### Passage to read

--- START ---

3. Choose **Review policy** and give the policy a name such as `StepFunctionsWorkflowExecutionPolicy`
4. Choose **Create policy**. You will be redirected to the details page for the role.
5. Copy the **Role ARN** at the top of the **Summary**

### Configure execution roles

In [2]:
import sagemaker

# SageMaker Execution Role
# You can use sagemaker.get_execution_role() if running inside sagemaker's notebook instance
sagemaker_execution_role = sagemaker.get_execution_role() #Replace with ARN if not in an AWS SageMaker notebook

# paste the StepFunctionsWorkflowExecutionRole ARN from above
workflow_execution_role = "arn:aws:iam::806570384721:role/StepFunctionsExecutionRole" 

### Import the required modules

In [3]:
import boto3
import sagemaker
import time
import random
import uuid
import logging
import stepfunctions
import io
import random

from sagemaker.amazon.amazon_estimator import get_image_uri
from stepfunctions import steps
from stepfunctions.steps import TrainingStep, ModelStep, TransformStep
from stepfunctions.inputs import ExecutionInput
from stepfunctions.workflow import Workflow
from stepfunctions.template import TrainingPipeline
from stepfunctions.template.utils import replace_parameters_with_jsonpath

session = sagemaker.Session()
stepfunctions.set_stream_logger(level=logging.INFO)

region = boto3.Session().region_name
bucket = session.default_bucket()
prefix = 'sagemaker/DEMO-xgboost-regression'
bucket_path = 'https://s3-{}.amazonaws.com/{}'.format(region, bucket)

### Prepare the dataset

The following cell defines utility methods to split a dataset into train, validation, and test datasets. It then defines methods to upload them to an Amazon S3 bucket.

In [4]:
def data_split(FILE_DATA, FILE_TRAIN, FILE_VALIDATION, FILE_TEST, PERCENT_TRAIN, PERCENT_VALIDATION, PERCENT_TEST):
    data = [l for l in open(FILE_DATA, 'r')]
    train_file = open(FILE_TRAIN, 'w')
    valid_file = open(FILE_VALIDATION, 'w')
    tests_file = open(FILE_TEST, 'w')

    num_of_data = len(data)
    num_train = int((PERCENT_TRAIN/100.0)*num_of_data)

--- END ---

### Stated exercise 1
In the SageMaker workflow notebook excerpt, what name is suggested for the policy in the **Review policy** step?
### Stated exercise 2
Pick up the SageMaker workflow notebook excerpt after its last line and continue it.

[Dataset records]
--- START ---

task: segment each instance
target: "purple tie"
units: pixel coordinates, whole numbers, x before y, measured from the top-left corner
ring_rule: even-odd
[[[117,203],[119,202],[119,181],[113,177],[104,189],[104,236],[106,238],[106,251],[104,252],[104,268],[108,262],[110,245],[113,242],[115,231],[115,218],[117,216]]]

--- END ---

### Final answer 1
`StepFunctionsWorkflowExecutionPolicy`

### Final answer 2
    num_valid = int((PERCENT_VALIDATION/100.0)*num_of_data)
    num_tests = int((PERCENT_TEST/100.0)*num_of_data)

    data_fractions = [num_train, num_valid, num_tests]
    split_data = [[],[],[]]

    rand_data_ind = 0

    for split_ind, fraction in enumerate(data_fractions):
        for i in range(fraction):
            rand_data_ind = random.randint(0, len(data)-1)
            split_data[split_ind].append(data[rand_data_ind])
            data.pop(rand_data_ind)

    for l in split_data[0]:
        train_file.write(l)

    for l in split_data[1]:
        valid_file.write(l)

    for l in split_data[2]:
        tests_file.write(l)

    train_file.close()
    valid_file.close()
    tests_file.close()

def write_to_s3(fobj, bucket, key):
    return boto3.Session(region_name=region).resource('s3').Bucket(bucket).Object(key).upload_fileobj(fobj)

def upload_to_s3(bucket, channel, filename):
    fobj=open(filename, 'rb')
    key = prefix+'/'+channel
    url = 's3://{}/{}/{}'.format(bucket, key, filename)
    print('Writing to {}'.format(url))
    write_to_s3(fobj, bucket, key)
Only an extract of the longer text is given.